В то время Советская Россия, говоря языком тогдашних передовиц, вошла в полосу «трудностей восстановительного периода». Они были велики и остры. Не только потому, что начинать приходилось с величин бесконечно малых. В центре стояла проблема отношений города к деревне, хотя с нею сплеталось много других, более частных, но порою еще более острых.

Зимою 1920–1921 гг., во время споров, выросших позднее в дискуссию о профсоюзах (этим псевдонимом был прикрыт конец большой борьбы коммунистов-профсоюзников против планов Ленина и Троцкого превратить профсоюзы в органы диктатуры для наблюдения за рабочими), Ленин в частных беседах с наиболее близкими друзьями не уставал твердить: «Не в этом, не в профсоюзах, суть момента — суть в том, что скажет нам деревня весною!»[134]

Весны дожидаться не пришлось: споры о профсоюзах развернулись, когда деревня уже начинала говорить, а немногим позднее, с января 1921 г., в Сибири и на Урале, по тамбовским лесам и по украинским степям заполыхали пожары крестьянских восстаний. В феврале с ними начали перекликаться рабочие стачки в крупных центрах, подведшие страну к восстанию в Кронштадте, где крестьянская линия протестов сомкнулась с линией протестов рабочих. Диктатура была принуждена к отступлению. И только исключительная маневренная гибкость Ленина спасла большевиков. В спешном порядке Ленин выбросил за борт политику «военного коммунизма», построенную на стремлении к принудительному регулированию всего крестьянского хозяйства, и провозгласил НЭП, новую экономическую политику, признавшую права крестьянина на свободу его индивидуального хозяйства. «Мужик нас регульнул», — говорил тогда Ленин, обещая «всерьез и надолго» отказаться от коммунистических экспериментов над деревней. Но борьба между диктатурой и деревней далеко не окончилась. Она только вступала в новую фазу, более затяжную, но не менее беспощадную.

Фрагменты строк:
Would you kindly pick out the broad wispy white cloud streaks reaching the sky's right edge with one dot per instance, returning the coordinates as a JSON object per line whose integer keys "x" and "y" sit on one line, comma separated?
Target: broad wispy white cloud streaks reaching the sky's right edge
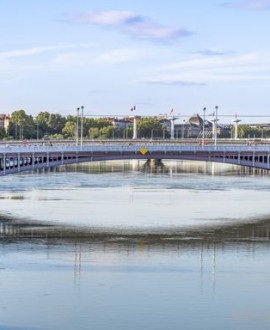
{"x": 203, "y": 71}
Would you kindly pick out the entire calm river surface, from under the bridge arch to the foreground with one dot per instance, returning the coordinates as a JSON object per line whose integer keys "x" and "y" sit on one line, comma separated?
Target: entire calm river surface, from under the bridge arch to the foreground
{"x": 129, "y": 245}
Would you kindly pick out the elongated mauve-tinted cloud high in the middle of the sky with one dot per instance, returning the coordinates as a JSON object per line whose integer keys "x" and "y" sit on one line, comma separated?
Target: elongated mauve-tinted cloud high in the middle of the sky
{"x": 130, "y": 23}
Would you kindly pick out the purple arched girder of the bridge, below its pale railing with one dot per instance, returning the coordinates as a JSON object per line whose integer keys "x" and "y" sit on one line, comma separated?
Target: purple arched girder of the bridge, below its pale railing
{"x": 18, "y": 162}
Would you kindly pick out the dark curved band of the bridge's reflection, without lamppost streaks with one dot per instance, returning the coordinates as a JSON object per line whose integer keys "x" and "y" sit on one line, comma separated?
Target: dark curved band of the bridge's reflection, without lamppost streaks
{"x": 258, "y": 232}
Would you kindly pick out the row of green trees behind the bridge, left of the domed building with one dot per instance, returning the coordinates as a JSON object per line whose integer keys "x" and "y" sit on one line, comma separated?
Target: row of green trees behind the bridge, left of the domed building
{"x": 55, "y": 126}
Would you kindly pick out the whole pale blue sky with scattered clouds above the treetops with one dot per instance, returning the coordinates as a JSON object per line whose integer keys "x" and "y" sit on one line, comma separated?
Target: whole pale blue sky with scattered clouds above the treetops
{"x": 109, "y": 55}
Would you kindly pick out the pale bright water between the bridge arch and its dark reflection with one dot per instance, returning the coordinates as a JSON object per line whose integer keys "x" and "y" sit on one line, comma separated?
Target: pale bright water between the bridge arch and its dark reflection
{"x": 125, "y": 195}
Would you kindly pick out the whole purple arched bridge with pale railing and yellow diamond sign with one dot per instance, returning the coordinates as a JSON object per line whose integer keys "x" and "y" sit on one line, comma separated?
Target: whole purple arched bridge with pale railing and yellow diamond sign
{"x": 14, "y": 159}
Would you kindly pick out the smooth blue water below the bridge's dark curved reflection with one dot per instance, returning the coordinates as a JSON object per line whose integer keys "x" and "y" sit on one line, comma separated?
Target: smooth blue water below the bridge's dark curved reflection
{"x": 136, "y": 287}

Ваше задание:
Изложите суть текста о кризисе в Советской России начала 1920-х годов в двух предложениях.

Результат задания:
Зимой 1920–1921 гг., в разгар споров о профсоюзах, Ленин считал сутью момента то, что скажет деревня, а с января 1921 г. по стране прокатились крестьянские восстания, к которым в феврале добавились рабочие стачки, подведшие страну к восстанию в Кронштадте. Когда диктатура была принуждена к отступлению, Ленин отказался от политики «военного коммунизма» и провозгласил НЭП, признавший право крестьянина на свободу индивидуального хозяйства, однако борьба между диктатурой и деревней лишь вступила в новую фазу.